## START

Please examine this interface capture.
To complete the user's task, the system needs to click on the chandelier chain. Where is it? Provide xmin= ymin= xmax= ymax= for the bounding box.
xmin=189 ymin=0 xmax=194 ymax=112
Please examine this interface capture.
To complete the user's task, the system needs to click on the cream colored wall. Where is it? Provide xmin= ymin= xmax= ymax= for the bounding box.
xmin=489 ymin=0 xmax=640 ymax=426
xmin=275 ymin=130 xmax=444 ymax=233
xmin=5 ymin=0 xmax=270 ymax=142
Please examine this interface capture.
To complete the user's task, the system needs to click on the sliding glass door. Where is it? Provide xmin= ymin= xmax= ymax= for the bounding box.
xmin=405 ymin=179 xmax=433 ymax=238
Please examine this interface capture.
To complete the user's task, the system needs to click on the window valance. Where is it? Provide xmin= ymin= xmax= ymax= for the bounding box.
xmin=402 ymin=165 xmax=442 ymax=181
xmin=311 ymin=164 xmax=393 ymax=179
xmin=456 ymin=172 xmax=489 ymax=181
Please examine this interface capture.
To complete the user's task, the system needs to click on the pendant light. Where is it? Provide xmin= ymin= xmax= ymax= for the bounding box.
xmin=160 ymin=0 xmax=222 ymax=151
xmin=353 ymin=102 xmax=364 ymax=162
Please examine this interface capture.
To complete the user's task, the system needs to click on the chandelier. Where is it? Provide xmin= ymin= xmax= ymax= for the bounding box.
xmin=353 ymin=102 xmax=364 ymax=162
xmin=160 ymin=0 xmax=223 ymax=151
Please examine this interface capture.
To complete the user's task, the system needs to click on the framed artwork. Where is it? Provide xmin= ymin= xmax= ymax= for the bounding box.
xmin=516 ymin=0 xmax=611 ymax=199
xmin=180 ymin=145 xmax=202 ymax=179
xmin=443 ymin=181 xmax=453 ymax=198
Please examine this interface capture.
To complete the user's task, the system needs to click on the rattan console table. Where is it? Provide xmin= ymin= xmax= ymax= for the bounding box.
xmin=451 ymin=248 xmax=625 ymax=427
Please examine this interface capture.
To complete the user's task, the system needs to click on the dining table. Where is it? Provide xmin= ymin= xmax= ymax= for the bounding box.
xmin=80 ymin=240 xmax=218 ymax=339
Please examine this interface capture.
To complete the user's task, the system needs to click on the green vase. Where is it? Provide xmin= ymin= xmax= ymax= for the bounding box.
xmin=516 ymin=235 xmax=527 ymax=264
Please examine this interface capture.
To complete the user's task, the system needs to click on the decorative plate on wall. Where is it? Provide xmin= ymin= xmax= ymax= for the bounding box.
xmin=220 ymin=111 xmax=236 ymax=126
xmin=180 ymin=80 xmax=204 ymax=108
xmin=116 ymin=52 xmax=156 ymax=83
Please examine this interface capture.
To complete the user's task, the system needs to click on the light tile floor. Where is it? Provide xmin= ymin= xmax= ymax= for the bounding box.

## END

● Your instructions:
Could you repeat the lines above word for word, from the first one through the line holding "xmin=189 ymin=0 xmax=194 ymax=112", inclusive?

● Worked solution:
Please examine this interface capture.
To complete the user's task, the system needs to click on the chandelier chain. Where is it? Provide xmin= ymin= xmax= ymax= for the bounding box.
xmin=189 ymin=0 xmax=194 ymax=112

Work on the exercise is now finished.